__Directions for this task__
Can you gather every line of the material below that contains the string "target" and copy each one word for word?

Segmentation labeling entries
┄┄┄┄┄┄
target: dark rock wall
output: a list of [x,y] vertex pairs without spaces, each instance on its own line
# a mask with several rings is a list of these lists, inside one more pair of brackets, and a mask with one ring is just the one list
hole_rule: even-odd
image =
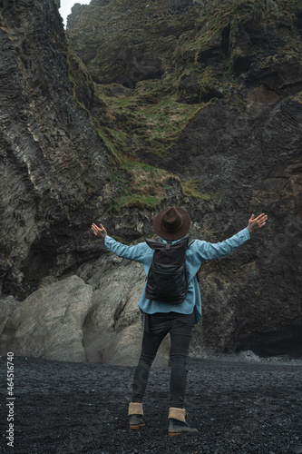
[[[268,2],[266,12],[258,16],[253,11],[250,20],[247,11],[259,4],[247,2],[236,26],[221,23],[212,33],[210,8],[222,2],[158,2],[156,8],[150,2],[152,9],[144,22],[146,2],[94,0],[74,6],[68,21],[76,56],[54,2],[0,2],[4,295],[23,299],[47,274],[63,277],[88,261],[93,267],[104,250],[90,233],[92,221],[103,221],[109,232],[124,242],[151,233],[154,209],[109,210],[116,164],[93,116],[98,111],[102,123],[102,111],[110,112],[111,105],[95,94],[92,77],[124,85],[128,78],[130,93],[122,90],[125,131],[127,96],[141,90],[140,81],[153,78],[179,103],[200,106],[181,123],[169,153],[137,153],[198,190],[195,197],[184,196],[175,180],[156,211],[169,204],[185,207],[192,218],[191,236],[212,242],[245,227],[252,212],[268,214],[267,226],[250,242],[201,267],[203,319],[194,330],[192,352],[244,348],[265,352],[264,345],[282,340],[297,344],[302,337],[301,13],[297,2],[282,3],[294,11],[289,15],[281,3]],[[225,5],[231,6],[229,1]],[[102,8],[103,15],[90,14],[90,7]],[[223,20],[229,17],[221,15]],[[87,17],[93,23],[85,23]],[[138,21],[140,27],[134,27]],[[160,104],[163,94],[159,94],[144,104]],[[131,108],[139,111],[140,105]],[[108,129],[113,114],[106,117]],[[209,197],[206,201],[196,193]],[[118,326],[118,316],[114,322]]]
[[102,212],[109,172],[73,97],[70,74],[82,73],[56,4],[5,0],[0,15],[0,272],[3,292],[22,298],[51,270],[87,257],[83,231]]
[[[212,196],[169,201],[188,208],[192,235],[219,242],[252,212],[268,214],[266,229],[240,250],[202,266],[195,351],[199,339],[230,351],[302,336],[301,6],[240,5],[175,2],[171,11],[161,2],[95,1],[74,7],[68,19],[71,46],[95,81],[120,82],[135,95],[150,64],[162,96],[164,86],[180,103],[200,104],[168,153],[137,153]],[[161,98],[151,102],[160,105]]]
┄┄┄┄┄┄
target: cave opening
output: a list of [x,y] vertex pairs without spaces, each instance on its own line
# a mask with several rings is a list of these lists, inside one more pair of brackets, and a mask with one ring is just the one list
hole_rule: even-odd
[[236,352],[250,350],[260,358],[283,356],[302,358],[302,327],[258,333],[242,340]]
┄┄┄┄┄┄
__Exercise response__
target: dark rock wall
target: cave opening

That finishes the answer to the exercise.